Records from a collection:
****************
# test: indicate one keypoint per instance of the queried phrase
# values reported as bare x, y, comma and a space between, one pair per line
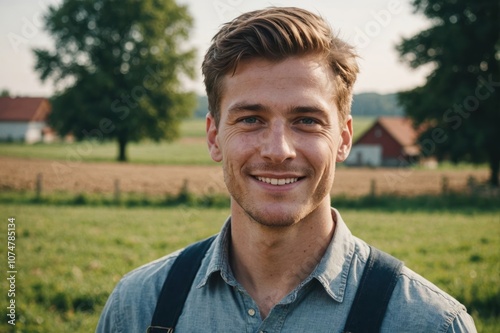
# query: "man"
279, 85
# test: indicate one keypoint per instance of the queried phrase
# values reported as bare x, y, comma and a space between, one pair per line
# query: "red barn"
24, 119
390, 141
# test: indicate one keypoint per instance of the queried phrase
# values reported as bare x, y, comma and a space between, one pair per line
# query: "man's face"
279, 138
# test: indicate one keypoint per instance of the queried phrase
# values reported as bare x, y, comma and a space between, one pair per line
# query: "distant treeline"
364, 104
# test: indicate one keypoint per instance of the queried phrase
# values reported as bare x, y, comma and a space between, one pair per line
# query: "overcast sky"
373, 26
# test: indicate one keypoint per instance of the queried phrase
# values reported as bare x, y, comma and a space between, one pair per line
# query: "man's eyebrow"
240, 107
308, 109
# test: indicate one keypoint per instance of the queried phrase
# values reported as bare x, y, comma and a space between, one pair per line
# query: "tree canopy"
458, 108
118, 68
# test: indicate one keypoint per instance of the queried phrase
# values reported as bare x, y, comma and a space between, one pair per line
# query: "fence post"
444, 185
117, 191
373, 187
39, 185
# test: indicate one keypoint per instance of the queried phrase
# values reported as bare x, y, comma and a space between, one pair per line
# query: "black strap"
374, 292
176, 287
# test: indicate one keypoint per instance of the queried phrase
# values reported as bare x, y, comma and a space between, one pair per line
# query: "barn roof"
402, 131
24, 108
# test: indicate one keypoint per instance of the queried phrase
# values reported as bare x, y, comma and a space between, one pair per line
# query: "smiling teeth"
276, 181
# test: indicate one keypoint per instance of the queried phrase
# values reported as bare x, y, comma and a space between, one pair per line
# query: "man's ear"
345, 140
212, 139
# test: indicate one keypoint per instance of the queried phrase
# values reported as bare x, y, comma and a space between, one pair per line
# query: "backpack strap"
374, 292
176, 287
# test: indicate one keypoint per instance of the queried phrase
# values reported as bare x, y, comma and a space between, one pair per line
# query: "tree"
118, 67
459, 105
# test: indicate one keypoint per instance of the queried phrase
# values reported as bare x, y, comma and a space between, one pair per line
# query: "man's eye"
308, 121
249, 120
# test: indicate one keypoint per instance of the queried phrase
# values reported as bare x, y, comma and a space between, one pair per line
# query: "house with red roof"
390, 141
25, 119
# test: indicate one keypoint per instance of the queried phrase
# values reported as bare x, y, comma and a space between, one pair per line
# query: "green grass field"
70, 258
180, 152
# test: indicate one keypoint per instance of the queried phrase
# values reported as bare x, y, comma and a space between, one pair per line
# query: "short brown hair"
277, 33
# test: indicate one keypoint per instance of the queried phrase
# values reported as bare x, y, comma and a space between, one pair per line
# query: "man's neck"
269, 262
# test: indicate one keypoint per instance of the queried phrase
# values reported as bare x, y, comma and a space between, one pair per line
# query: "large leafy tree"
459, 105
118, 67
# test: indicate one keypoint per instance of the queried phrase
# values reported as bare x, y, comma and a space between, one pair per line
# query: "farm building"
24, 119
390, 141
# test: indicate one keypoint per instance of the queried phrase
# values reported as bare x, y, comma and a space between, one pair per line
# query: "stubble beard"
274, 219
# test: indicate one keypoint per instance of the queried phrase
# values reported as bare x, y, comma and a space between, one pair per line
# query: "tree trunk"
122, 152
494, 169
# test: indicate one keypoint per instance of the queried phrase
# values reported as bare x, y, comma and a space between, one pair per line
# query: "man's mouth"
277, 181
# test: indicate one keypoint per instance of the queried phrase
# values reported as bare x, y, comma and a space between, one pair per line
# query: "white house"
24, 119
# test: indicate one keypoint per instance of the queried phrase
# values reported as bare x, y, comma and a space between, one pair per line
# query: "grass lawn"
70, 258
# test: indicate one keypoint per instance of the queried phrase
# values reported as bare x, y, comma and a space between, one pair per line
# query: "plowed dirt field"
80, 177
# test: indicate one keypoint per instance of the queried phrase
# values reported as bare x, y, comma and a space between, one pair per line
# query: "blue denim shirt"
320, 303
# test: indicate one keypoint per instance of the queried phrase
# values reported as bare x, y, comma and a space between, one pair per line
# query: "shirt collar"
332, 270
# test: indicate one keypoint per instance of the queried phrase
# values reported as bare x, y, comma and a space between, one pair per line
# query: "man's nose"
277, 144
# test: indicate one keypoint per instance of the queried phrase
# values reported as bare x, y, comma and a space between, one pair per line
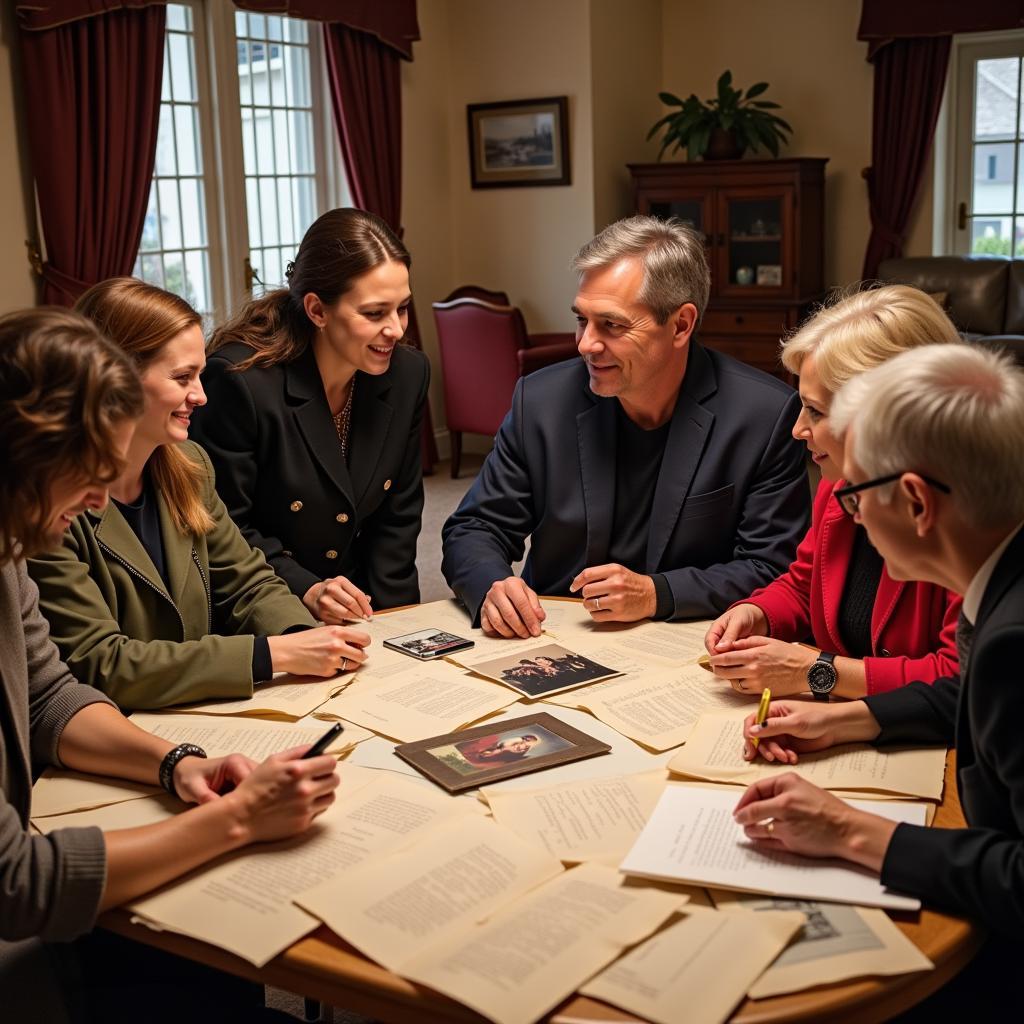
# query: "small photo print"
****************
Written task =>
Repeat all of the records verbatim, leaving out the pictures.

Solved exercise =>
# test: indicate one keypoint per instance of the queried phrase
# values reported as bare x, y, comma and a space between, one pair per line
# query: "man"
279, 85
# test: indicate one keypoint per instance of the queried phrase
# values reported as bare x, y, comma and a space between, one pair per line
# query: "red barn"
24, 119
390, 141
# test: indicate one keypoint per instance of the queried phrase
# values reported as bare x, y, comma and a space between, one pair per line
# query: "man's face"
279, 138
# test: indicate one keypoint per instance of the queried phrase
# values reported as bare x, y, comma and a space between, one pair per line
# query: "distant treeline"
364, 104
# test: indicate one keypoint per instance of the queried phrase
# values reported as bare x, y, comma and a space between, one pair per line
# query: "overcast sky"
373, 26
# test: indicate one keypoint per instance of the queried phrase
# values reported as bare x, y, comma and a space between, one pair per line
# query: "man's eyebrow"
240, 107
308, 109
# test: indicate one keypoint per instance of the queried phrase
# values reported as bare x, y, comma and a space between, one pair per line
# query: "tree canopy"
458, 108
118, 68
# test: indicate one keypoint per instance of the queried phrase
# values reported as bare x, y, comma and a space between, one pair per line
# query: "fence post"
444, 185
117, 191
373, 187
39, 185
# test: indicate one keypoint per instance of the queried phrase
# values reported as bare x, y, comma and a space between, one pair per line
# query: "black strap"
374, 292
176, 287
# test: indicate one keypoint per instance of the queried phrase
# values reported as bare x, y, comma and a space between, one pair per line
# query: "barn roof"
402, 131
24, 108
# test: indicate one keypoint per instance of the queried phrase
# values reported as bare x, y, comma and a space between, one pair per line
# query: "smiling teeth"
276, 181
# test: indicate one keypoint per instance of the queried phrase
# values reported as bare x, y, comma and a space between, one pair per line
# query: "man's ear"
345, 140
212, 139
# test: indicate one keypoint per instance of the queried phrase
# values reported as bare x, y, comma and a space between, one pair per line
# query: "backpack strap"
374, 292
176, 287
# test: indicate one keypoint per instance of the queried phrase
# values reported as bare x, y, comma and a space between, one pair per line
# query: "tree"
118, 67
459, 105
# test: indicate one keypoint per instance of the queried phrase
# values reported as bare x, y, comma and a space between, one pair per line
# query: "man's eye"
308, 121
249, 120
# test: indicate one keypoint per instance of the queried phrase
# values reported as bare x, y, comma and a space between, one pair per line
# query: "house with red roof"
390, 141
25, 119
# test: indicate one keypoint per instance of the queried phrase
# values reported as bare x, y, comma and a space between, one pair per line
# query: "green grass field"
70, 258
180, 152
# test: indicate one keypoint per instance of the queried phrase
# values reported as bare x, y, comma and a space between, one pair per line
# query: "short brown hair"
277, 33
# test: indicate one keypoint per instance of the queried phrase
# values reported as bare x, y, comma and a space between, one pair per line
# query: "man's neck"
269, 262
# test: indicate one keypoint per instance of the queried phrase
# values reported as bare x, y, comma and a space between, one pair per line
# query: "large leafy tree"
459, 105
118, 67
# test: indicate one keypoint per instance of the queried phrase
# values reported as bare x, y, comma and a space between, one pair per line
# query: "farm building"
24, 119
390, 141
# test: indicate one keypoint per instance of the queried phrase
# values reported as bare x, y, comma and a space between, one pair per line
# query: "stubble beard"
274, 219
# test: indicate one keypoint per instance of the queried phrase
# values reported as bare x, y, comma and a space between, one pair per line
# query: "tree trunk"
122, 152
494, 169
# test: indicate one keypoint per instance of the queried phrase
# values reported as bare x, y, comma and a space between, one pair per line
# query: "man's mouth"
277, 181
# test: indicate one keypoint per instance of the queried phrase
# values reported as bare x, y, comma and a space between, one pair per line
# query: "white house"
24, 119
# test: indicate one keypoint per instance of the queried phrase
# values reported as bare x, y, comma and a space between, one pair per line
# query: "grass lawn"
70, 258
# test: indicate one keypoint per instance of the queried phrase
# values reported as bare x, y, comma and a space between, one pair per line
# query: "plowed dirt field"
80, 177
# test: indicate one keypoint per instance of the queried phrase
# values reported as bare x, y, comma and a space between, one pair per line
# query: "blue denim shirt"
320, 303
# test: indicate one keypoint per instance of the queried phrase
# values reported as bare x, y, comma and a space between, one pair per line
# query: "shirt collar"
332, 270
# test: indicate one keypoint per instance of the queried phrase
# values reported as bare x, y, comma and a space between, one pair per line
# query: "man's nose"
277, 144
# test: indicate one keypoint per instance of the queried phrase
# values reported as bare x, y, comma and a space between, one pair per line
# query: "small photo print"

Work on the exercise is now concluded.